Work request | Please set down the line that contains "Query: stone fortress ruin" and every line below it through the last, exactly as written, with no other lines.

Records supplied |
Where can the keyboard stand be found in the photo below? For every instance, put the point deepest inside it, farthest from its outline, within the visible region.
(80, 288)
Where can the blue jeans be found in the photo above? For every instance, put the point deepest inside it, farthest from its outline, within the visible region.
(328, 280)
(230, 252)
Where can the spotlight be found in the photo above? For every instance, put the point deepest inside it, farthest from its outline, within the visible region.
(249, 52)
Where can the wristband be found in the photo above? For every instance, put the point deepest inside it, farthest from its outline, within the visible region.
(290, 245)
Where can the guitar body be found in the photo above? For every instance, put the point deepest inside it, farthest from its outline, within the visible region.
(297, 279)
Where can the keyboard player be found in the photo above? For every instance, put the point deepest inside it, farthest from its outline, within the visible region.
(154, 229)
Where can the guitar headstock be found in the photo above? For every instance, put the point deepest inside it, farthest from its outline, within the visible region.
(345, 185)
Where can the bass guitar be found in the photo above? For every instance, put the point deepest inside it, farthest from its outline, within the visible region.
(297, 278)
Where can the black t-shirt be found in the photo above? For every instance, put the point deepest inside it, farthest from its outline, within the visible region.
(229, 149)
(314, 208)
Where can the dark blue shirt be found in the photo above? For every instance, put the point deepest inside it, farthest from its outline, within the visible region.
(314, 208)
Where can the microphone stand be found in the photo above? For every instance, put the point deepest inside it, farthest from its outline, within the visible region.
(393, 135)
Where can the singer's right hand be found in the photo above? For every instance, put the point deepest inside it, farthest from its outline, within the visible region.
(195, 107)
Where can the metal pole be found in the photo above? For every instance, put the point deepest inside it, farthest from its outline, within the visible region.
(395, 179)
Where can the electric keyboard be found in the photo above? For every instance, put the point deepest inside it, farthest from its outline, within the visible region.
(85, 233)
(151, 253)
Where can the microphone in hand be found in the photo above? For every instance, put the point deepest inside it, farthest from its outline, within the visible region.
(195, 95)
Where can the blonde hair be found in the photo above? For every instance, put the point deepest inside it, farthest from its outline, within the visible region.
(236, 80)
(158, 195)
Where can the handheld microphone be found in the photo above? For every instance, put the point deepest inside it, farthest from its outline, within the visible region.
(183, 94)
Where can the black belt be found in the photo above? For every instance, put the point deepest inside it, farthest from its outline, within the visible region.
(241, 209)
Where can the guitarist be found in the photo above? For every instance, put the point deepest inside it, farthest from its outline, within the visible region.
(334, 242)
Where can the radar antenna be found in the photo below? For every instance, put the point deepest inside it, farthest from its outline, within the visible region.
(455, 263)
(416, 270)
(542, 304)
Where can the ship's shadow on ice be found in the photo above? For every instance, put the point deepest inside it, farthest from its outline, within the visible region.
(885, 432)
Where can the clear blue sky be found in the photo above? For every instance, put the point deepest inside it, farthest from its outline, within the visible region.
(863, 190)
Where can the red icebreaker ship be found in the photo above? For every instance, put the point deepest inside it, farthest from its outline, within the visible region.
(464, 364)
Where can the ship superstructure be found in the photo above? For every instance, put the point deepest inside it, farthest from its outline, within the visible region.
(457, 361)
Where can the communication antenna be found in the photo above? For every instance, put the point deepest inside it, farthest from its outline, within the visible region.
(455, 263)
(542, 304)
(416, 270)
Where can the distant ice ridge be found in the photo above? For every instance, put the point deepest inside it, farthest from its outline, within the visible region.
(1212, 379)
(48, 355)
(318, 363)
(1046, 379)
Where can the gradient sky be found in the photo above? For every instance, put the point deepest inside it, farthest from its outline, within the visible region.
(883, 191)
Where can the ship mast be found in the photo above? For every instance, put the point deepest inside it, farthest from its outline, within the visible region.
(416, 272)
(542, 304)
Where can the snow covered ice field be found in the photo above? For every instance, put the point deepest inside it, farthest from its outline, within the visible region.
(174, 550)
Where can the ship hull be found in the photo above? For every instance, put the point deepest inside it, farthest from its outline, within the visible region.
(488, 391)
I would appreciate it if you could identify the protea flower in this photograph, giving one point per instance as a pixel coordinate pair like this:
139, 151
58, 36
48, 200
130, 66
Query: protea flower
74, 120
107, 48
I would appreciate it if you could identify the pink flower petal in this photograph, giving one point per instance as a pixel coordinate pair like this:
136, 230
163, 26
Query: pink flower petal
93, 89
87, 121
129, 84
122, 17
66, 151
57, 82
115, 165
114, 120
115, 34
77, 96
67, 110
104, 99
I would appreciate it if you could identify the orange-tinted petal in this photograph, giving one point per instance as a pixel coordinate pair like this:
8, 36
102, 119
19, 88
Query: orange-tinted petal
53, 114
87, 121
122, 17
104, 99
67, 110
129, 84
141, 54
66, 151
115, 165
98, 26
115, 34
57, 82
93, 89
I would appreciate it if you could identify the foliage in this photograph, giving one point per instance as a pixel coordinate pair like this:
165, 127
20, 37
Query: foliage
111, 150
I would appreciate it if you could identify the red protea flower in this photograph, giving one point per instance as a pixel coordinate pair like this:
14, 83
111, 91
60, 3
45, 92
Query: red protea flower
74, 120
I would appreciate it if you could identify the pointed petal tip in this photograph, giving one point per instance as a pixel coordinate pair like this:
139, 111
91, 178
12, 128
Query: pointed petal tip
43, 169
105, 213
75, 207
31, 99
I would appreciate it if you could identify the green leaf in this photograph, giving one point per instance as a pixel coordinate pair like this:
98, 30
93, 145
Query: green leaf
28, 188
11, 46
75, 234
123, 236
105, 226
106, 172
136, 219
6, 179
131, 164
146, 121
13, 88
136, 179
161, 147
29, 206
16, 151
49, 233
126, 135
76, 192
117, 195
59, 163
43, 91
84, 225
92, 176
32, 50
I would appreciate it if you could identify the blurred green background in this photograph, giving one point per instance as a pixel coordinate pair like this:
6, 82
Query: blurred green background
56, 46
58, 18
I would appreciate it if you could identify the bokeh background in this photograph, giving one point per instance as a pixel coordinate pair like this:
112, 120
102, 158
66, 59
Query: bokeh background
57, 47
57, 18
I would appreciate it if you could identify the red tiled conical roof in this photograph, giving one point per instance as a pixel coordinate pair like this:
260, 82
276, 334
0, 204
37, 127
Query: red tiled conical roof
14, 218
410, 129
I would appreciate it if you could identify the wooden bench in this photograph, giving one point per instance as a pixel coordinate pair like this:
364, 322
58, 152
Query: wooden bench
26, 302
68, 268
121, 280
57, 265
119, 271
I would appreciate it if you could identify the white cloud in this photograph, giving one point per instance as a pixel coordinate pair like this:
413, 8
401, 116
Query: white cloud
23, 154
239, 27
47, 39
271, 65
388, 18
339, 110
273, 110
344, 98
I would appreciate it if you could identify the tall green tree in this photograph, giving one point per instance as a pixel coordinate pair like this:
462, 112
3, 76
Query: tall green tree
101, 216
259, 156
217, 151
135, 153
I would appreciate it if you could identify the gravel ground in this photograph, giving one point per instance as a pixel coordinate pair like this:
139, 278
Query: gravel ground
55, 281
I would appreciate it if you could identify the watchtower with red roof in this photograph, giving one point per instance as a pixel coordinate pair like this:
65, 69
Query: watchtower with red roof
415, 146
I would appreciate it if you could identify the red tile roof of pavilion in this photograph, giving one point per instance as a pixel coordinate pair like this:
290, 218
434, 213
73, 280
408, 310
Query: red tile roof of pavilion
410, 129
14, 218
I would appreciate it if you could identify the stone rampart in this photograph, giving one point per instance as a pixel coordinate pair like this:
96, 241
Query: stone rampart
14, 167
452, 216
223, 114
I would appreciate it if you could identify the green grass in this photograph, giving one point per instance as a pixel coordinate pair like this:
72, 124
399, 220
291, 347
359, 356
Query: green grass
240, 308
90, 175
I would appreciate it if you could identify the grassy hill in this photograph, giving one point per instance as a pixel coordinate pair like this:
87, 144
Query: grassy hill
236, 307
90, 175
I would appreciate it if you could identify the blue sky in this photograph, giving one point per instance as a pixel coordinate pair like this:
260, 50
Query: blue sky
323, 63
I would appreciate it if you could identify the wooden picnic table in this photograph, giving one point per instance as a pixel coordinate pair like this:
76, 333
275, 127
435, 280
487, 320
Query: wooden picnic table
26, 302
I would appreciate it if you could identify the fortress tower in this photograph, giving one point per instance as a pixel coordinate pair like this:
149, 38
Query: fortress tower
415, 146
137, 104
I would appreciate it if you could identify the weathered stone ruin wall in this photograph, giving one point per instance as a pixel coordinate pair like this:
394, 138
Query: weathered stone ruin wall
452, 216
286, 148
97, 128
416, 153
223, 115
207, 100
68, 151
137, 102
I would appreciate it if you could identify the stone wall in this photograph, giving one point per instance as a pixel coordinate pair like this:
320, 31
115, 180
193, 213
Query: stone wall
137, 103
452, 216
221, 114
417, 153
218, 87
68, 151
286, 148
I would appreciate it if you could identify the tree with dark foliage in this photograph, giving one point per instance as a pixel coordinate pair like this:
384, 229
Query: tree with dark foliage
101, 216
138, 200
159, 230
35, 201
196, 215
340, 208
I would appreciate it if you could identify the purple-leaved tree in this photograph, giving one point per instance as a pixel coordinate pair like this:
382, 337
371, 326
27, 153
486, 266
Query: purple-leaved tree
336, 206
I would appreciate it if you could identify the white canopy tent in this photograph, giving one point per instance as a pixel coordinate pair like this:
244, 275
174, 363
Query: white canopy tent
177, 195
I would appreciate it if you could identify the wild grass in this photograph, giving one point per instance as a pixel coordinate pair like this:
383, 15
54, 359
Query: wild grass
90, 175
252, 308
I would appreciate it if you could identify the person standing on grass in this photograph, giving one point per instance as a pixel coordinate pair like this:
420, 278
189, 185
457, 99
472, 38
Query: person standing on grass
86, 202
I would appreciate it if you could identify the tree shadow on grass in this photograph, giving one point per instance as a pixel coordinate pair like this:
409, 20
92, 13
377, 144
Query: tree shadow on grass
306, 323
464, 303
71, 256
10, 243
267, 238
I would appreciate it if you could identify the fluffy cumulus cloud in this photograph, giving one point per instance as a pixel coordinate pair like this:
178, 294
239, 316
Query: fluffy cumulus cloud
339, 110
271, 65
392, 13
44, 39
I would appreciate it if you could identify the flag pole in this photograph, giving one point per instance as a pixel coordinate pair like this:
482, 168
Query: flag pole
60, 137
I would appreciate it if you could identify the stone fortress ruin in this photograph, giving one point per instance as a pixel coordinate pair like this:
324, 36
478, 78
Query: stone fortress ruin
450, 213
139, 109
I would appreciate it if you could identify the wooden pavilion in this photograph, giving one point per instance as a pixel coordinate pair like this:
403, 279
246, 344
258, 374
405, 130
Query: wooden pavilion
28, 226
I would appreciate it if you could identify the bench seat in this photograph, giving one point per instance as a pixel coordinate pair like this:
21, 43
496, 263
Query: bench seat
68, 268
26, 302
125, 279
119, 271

Solution for this problem |
Query: stone fortress ruin
450, 213
139, 109
I would appreciate it if you could identify the wooden pavilion in this photograph, giving one point per instance as a pixel coordinate pair like this:
403, 279
246, 344
258, 374
405, 130
Query: wooden pavilion
28, 226
I would appreciate it if you could identify the bench seat in this photograph, giving one point per instance as a pixel coordinate pair like this:
21, 43
496, 263
Query: bench seat
68, 268
26, 302
125, 279
119, 271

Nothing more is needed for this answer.